**INSTRUÇÕES E REQUISITOS:** Reproduza, sem qualquer alteração, a parte do texto sobre Taylan Sezginer compreendida entre "É assim com" e "conta ao Negócios.", inclusive.

**TEXTO SELECIONADO:**
É assim com Taylan Sezginer. Tem 46 anos, é filho de um activista de esquerda, cedo conheceu o mundo dos cárceres militares quando ia visitar o pai à prisão. A sua primeira memória é de uma estrada cheia de pó num autocarro velho que o transportava, precisamente, até ao pai. Formou-se em Artes, trabalha como empresário. É casado com Gamze Sezginer, tem um filho, Can, de um ano. Gamze é engenheira industrial. Taylan e Gamze querem deixar a Turquia. Pelo filho, diz Taylan. "Queremos que ele cresça num país pacífico e democrático", conta ao Negócios.

**MATERIAL RECOLHIDO:**
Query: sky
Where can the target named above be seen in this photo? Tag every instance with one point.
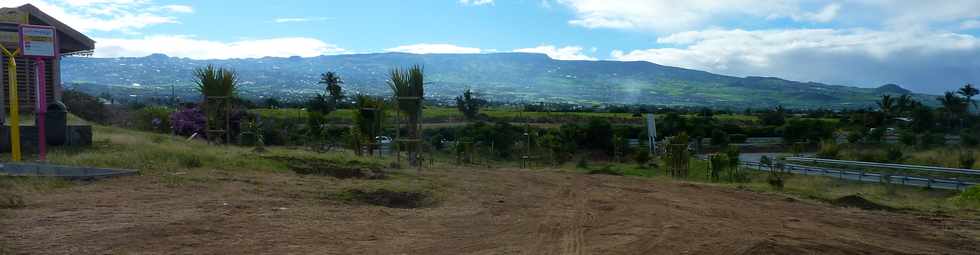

**RESPOSTA DO EXERCÍCIO:**
É assim com Taylan Sezginer. Tem 46 anos, é filho de um activista de esquerda, cedo conheceu o mundo dos cárceres militares quando ia visitar o pai à prisão. A sua primeira memória é de uma estrada cheia de pó num autocarro velho que o transportava, precisamente, até ao pai. Formou-se em Artes, trabalha como empresário. É casado com Gamze Sezginer, tem um filho, Can, de um ano. Gamze é engenheira industrial. Taylan e Gamze querem deixar a Turquia. Pelo filho, diz Taylan. "Queremos que ele cresça num país pacífico e democrático", conta ao Negócios.